EXTRACT:
_____
Understanding Project Entity | Sayari

What is a Project Entity?

A Project Entity serves as an “envelope” for one-to-many possible matches returned from Sayari’s Knowledge Graph via the match resolution process. Its primary purpose is to provide clients with a single, unified representation for a given real-world entity.

Three-Tier Hierarchy

Project Entities operate within a three-tier structure:

Project Level

The top-level container where project_entity_id values are stored. Projects organize related entities for specific business units, use cases, or investigations. Each project has a unique project_id.

Project Entity Level

The mid-level “envelope” that houses matched entity_ids. This layer not only contains related entities but also summarizes and de-duplicates risk as well as supply-chains from the entities below it. The project_entity_id also functions as a stable key within a given project.

Match Level

The base level of the structure. Each match represents a specific entity from Sayari’s Knowledge Graph with its own unique entity_id. These matched entities contain the underlying attributes, risk factors, relationships, and source data that power your risk assessment and due diligence workflows.

Key Concepts

Uniqueness

Each project_entity_id is unique to a specific project_id and set of input parameters provided during matching.

Example

1 // This creates one project_entity_id
2 {
3   "name": "Apple Inc",
4   "address": "One Apple Park Way, Cupertino CA 95014"
5 }
6 
7 // Changing any parameter creates a new project_entity_id
8 {
9   "name": "Apple Inc", 
10   "address": "1 Infinite Loop, Cupertino CA 95014"  // Different address
11 }

Tip use the Project Entity Exists endpoint as a duplicate check to avoid redundant matching.

Stability

Within a project, the project_entity_id remains static for the same set of input parameters, providing reliable reference points for integration.

Risk Summary

Risk factors from individual matched entities are consolidated at the Project Entity level, providing a comprehensive risk profile for the real-world entity.

Working with Project Entities

Best Practices

Use Project Entity ID as Primary Key

When integrating with internal systems, use the project_entity_id as your primary reference key rather than individual entity_id values, ensuring consistency even if underlying matches change.

Minimize Redundant Matching

Store previously matched parameters and their resulting project_entity_id values to avoid unnecessary re-matching of similar inputs.
_____
DATASET EXCERPTS:

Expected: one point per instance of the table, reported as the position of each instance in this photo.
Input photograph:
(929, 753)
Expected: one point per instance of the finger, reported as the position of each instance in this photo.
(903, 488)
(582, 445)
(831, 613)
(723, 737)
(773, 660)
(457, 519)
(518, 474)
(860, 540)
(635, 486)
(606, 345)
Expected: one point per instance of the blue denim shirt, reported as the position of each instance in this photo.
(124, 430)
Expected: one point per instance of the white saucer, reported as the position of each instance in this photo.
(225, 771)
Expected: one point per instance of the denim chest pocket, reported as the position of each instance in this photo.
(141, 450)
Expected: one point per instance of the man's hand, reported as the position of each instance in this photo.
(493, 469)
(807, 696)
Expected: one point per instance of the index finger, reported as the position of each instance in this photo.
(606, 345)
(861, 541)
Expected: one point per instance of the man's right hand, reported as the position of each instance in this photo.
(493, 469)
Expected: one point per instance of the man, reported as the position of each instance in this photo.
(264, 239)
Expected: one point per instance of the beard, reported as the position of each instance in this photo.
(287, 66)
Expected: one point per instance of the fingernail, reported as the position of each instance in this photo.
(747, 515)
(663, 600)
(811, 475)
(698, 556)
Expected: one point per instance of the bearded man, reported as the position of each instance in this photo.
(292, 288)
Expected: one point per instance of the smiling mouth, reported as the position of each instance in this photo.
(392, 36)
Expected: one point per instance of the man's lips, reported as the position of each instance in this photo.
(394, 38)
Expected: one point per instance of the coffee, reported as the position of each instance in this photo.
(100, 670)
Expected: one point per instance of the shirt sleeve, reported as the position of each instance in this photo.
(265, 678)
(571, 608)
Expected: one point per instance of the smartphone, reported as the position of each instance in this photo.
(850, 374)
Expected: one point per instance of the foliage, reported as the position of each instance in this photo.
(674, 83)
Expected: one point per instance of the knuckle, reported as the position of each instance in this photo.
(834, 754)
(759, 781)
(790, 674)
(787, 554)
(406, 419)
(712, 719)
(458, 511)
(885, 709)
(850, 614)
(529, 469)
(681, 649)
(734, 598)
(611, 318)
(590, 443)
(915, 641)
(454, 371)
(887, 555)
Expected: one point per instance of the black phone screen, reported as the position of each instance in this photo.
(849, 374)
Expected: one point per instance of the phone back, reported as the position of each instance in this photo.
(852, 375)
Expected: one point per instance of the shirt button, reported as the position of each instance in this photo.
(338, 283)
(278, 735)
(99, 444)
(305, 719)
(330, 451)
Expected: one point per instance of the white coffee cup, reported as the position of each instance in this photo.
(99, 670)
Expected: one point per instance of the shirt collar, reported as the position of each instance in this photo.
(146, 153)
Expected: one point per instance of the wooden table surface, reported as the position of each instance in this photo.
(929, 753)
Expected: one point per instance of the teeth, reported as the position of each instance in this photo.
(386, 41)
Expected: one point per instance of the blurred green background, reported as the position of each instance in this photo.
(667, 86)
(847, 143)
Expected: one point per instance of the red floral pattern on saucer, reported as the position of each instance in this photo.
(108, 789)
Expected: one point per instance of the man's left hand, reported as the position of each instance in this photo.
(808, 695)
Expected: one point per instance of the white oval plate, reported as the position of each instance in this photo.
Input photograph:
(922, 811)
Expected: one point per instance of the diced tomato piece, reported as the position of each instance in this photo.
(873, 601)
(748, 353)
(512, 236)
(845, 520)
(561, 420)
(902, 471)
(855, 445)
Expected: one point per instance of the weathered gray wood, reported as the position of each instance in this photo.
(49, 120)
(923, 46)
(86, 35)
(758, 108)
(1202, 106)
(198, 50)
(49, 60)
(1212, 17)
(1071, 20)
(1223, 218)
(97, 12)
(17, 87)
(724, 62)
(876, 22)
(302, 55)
_____
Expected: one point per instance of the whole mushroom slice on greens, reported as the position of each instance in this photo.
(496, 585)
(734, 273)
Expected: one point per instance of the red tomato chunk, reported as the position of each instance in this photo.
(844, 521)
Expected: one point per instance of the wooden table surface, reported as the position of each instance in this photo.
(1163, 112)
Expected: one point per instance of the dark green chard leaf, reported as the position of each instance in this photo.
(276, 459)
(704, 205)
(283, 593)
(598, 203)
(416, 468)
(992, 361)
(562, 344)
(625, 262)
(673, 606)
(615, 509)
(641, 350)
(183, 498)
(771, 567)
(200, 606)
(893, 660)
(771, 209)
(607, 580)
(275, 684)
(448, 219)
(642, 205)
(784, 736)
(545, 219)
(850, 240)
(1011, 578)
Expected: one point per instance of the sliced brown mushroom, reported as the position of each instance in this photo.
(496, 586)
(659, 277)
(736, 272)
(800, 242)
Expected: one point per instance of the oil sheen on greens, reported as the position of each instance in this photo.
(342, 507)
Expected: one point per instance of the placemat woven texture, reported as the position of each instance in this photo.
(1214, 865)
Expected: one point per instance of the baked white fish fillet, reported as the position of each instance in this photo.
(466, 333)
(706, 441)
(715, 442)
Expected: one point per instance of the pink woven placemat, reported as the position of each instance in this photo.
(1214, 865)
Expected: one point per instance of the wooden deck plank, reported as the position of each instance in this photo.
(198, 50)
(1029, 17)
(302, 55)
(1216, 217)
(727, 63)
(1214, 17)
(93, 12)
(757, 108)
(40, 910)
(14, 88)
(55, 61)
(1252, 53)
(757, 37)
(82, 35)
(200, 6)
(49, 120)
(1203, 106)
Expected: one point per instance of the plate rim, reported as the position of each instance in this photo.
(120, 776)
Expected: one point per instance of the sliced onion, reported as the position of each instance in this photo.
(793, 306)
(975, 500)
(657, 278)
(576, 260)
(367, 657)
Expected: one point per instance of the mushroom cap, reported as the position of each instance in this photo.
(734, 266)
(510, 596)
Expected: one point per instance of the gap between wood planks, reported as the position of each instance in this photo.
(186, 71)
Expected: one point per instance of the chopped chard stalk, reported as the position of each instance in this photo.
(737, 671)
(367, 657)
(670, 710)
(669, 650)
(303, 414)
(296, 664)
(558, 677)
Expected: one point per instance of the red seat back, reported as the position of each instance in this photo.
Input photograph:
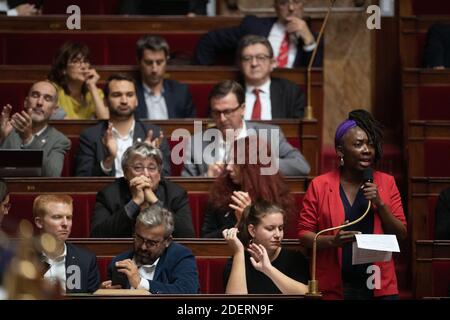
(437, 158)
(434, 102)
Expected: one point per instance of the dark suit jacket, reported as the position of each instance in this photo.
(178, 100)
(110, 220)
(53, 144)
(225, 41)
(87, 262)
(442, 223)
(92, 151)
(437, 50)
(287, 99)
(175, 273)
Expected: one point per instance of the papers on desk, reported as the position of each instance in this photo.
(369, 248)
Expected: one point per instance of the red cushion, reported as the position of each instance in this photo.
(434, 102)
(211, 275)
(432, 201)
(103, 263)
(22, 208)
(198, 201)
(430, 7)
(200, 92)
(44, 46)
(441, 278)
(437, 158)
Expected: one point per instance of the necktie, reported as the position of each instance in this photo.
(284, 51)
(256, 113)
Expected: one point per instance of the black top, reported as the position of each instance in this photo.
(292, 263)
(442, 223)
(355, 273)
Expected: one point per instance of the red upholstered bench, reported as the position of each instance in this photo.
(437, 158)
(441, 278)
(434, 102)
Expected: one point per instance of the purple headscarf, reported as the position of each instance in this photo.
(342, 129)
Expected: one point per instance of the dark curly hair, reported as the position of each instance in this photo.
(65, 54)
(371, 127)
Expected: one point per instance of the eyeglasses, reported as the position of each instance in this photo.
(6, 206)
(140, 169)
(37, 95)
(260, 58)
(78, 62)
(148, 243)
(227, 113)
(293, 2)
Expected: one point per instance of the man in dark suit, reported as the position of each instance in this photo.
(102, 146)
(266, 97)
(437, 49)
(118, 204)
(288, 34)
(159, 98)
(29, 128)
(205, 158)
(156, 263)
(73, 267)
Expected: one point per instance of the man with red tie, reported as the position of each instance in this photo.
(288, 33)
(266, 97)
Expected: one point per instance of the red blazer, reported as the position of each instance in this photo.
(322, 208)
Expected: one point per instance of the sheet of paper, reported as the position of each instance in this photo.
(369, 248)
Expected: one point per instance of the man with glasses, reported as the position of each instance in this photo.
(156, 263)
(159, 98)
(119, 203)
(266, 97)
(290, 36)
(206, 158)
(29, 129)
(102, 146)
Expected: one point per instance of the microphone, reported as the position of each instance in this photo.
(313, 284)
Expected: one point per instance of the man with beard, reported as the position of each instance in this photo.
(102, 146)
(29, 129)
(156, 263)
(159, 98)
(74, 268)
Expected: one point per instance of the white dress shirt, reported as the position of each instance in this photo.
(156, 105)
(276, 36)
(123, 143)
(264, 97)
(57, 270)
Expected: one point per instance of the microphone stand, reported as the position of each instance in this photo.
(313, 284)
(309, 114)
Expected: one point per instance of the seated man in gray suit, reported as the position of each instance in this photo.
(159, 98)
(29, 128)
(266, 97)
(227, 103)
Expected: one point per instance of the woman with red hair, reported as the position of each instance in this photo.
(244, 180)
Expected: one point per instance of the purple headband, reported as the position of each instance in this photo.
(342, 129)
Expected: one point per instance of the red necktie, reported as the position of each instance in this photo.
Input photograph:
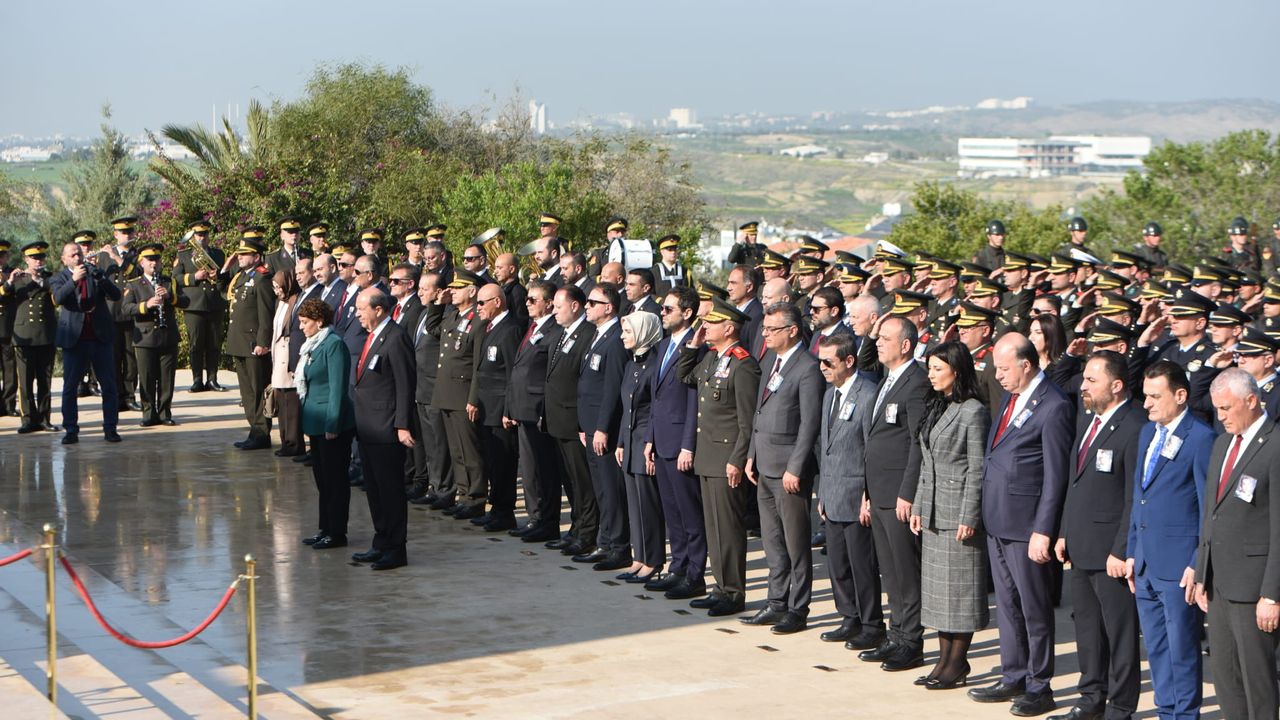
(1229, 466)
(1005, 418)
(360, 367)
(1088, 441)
_____
AIM OF THE TASK: Copy out the part of the Project Entity page between "A Project Entity serves" and "given real-world entity.", inclusive.

ANSWER:
A Project Entity serves as an “envelope” for one-to-many possible matches returned from Sayari’s Knowledge Graph via the match resolution process. Its primary purpose is to provide clients with a single, unified representation for a given real-world entity.